━━━━━ DATA LISTING

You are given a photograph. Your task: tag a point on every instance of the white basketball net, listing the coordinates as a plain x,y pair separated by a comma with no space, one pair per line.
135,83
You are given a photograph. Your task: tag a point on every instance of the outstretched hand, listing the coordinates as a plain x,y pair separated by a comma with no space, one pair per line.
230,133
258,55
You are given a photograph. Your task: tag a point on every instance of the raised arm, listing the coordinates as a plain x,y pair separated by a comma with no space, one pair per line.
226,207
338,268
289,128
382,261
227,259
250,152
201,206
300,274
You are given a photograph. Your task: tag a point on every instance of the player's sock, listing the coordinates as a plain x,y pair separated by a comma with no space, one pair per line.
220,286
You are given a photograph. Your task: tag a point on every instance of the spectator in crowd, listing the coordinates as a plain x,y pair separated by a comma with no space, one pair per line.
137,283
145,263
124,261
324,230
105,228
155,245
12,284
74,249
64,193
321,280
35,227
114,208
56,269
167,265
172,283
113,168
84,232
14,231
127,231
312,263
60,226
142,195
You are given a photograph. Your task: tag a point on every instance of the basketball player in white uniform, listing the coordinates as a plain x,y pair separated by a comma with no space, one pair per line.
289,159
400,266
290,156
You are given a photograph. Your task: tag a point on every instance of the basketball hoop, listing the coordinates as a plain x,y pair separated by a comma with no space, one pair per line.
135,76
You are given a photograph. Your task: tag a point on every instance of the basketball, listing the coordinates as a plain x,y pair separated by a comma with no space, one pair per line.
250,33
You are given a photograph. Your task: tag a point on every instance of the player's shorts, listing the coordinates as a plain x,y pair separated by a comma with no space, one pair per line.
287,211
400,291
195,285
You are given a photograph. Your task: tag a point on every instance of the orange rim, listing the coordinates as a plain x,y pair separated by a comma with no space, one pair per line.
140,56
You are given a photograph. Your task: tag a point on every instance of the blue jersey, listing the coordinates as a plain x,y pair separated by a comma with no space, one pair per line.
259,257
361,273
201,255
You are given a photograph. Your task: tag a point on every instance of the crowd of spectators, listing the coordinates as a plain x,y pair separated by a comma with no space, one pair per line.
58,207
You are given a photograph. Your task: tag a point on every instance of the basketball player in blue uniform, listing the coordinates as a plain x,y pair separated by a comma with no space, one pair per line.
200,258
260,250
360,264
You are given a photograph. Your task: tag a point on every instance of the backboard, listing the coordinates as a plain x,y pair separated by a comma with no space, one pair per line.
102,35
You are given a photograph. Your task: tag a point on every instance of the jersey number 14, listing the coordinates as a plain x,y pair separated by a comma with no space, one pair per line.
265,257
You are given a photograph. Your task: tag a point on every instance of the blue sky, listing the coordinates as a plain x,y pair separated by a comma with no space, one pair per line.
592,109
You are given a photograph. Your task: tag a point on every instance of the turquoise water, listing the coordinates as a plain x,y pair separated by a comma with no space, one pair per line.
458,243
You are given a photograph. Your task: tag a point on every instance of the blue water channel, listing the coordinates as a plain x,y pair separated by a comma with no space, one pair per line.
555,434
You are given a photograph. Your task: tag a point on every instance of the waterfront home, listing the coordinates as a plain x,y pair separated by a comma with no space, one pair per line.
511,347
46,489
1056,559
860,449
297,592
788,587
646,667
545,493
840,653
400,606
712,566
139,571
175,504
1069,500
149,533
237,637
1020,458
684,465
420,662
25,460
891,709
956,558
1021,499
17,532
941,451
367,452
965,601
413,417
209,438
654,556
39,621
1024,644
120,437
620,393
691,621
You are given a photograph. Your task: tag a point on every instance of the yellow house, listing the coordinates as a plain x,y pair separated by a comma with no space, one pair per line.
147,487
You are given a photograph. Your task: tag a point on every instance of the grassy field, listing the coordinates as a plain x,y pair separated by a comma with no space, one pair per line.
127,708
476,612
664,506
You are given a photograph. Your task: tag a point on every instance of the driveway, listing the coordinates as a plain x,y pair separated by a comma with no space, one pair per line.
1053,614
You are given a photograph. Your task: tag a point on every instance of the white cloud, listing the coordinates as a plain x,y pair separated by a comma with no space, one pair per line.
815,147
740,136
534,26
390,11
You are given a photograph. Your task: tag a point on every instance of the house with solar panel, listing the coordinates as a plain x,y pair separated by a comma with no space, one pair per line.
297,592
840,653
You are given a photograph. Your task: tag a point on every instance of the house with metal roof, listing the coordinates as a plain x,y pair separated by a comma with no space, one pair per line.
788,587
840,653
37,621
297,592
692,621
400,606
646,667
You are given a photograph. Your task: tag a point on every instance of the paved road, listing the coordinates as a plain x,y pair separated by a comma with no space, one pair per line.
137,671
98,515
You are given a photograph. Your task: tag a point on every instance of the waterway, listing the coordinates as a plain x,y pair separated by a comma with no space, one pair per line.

━━━━━━━━━━

## WHAT YOU HAVE TO DO
Write out an exact copy of every record shown above.

## ANSWER TO THE PROBLEM
You are given a photograph. Your task: tag a point on every instance of the white basketball net, listing the coordinates as a plain x,y pair separated by a comma with no space, one pair per line.
135,83
You are given a photograph. Your task: tag a point on every instance of the outstretched hand, listing the coordinates as a plain x,y pair separated by a comma with no space, one pair per line.
230,133
258,55
You are given a photograph. Your task: tag a point on every instance of the raised arm, listing the coordinates as a plain x,y pair separated by a comma with no space, one pair per line.
226,207
338,268
289,128
382,261
227,259
250,152
201,206
300,274
You are given a photograph. Your task: tag a point on every instance of the player's sock, listing the coordinates as a plain x,y pair separated by a comma with no space, one pair per line.
220,286
You are given a photograph. Your task: tag a point on every instance of the spectator in crowd, listing the coordinates as a plain x,y pair separated by a comma with no space, one pair per line.
137,283
145,263
124,261
324,230
105,228
155,245
12,284
74,249
64,193
321,280
35,227
114,208
56,269
167,265
172,283
113,168
84,232
14,231
127,231
312,263
60,226
142,195
You are given a photograph. Your task: tag a point on every instance of the basketball player in white uniform, listing the coordinates as a plain x,y pair separated by a comma with no space, one pair per line.
289,159
400,266
290,156
You are given a photograph. Your task: tag a point on every instance of the basketball hoop, listing the coordinates as a plain x,y pair separated by a comma with no space, one pair per line.
135,76
You are given a photograph. Your task: tag a point on every instance of the basketball, listing the coordinates as a plain x,y pair separated by a comma with no space, one pair per line.
250,33
You are given a photograph. Your task: tag a point on every instance of the player's shorts, listing the coordinates as a plain x,y pair separated by a comma with no space, one pair per line.
287,211
400,291
195,285
You are given a photograph. Your task: tag a point on every instance of the orange rim, listing the coordinates as a plain x,y pair separated by a comma with no space, one pair per line.
140,56
You are given a photograph. Your task: tag a point on every instance of the blue jersey, listing the coordinates as a plain x,y pair separated by a comma with no space, one pair per line.
259,257
361,273
201,255
You are given a photograph. Your task: tag a point on every instance of the crowd of spectators, listing the coordinates as a plain x,y pair separated by a comma with no space, one pair per line.
58,207
You are given a photograph. Your task: tag a point on every instance of the basketball player in blue uniform, listing the coordinates as a plain x,y pair separated by a comma with no space, one pair per line.
200,258
260,250
360,264
You are given a photograph. Your task: tag a point on every instance of the backboard, listing the coordinates as a plain x,y pair separated by a comma with no space, one pair per line.
102,35
You are given a photograph. Your task: tag a point on every instance of the jersey number 14, listing the coordinates as a plain x,y pair separated by a comma with no space, one pair per line.
265,257
You are given a photograph. Your task: tag a point on every instance of the blue sky, listing the coordinates as a plain x,y pair separated by a comma with no space, one pair per line.
592,109
You are given a photograph. Your task: tag a point on every instance of the turquoise water, listing the coordinates as a plain x,y pair separated by a comma with no space, one pair per line.
458,243
You are given a photograph. Your task: tag a point on every instance of the blue water channel, listing the coordinates as a plain x,y pair separated by a comma with no space, one pair per line.
555,434
You are given a photograph. Your task: tag a point on every instance of the waterfront home, listing the coordinates as a plain x,y pair separated by a comma with no space, one pair per line.
511,347
46,489
1056,559
860,449
297,592
788,587
646,667
545,493
840,653
400,606
712,566
139,571
175,504
1069,500
149,533
237,637
1020,458
684,465
420,662
25,460
891,709
956,558
1021,499
17,532
941,451
367,452
965,601
413,417
209,438
654,556
39,621
1024,644
120,437
620,393
691,621
You are given a photograph. Your task: tag a point on every instance of the yellow house, listing the coordinates as a plain x,y pair separated by a comma with no space, one pair per line.
147,487
You are given a photograph. Your task: tag a point on every instance of the grassy field, listing the coordinates as a plain x,y pair separated by a comma with no space, one pair per line.
127,708
476,612
664,506
You are given a photograph. Your task: tag a point on every instance of the driveway, listing the coordinates as a plain x,y pair separated by a comma with no space, one pair per line.
1053,614
You are given a photograph. Your task: tag a point on every instance of the white cloud, listing the coordinates as a plain x,y pair separated by a comma with no space, one pair per line.
815,147
740,136
534,26
390,11
You are given a photograph. Your task: tag a point on every instance of the house with solar panel, listing the coordinates as a plain x,y pair separated by a comma with no space, one pair per line.
297,592
840,653
You are given a photograph. Your task: tag a point on every instance of the house with metal roof, listing the coordinates as a plain x,y pair separated by a comma with no space, one pair per line.
788,587
840,653
37,621
297,592
692,621
400,606
646,667
You are given a photograph. Your task: tag a point on every instance of the paved road, listing the coordinates as a plain x,y pair separated by a comma with no space, one pair per line.
137,671
98,515
You are given a photograph. Your task: tag a point on every instance of the waterway, listing the coordinates as a plain x,y pair separated by a comma with no space, one pair per line.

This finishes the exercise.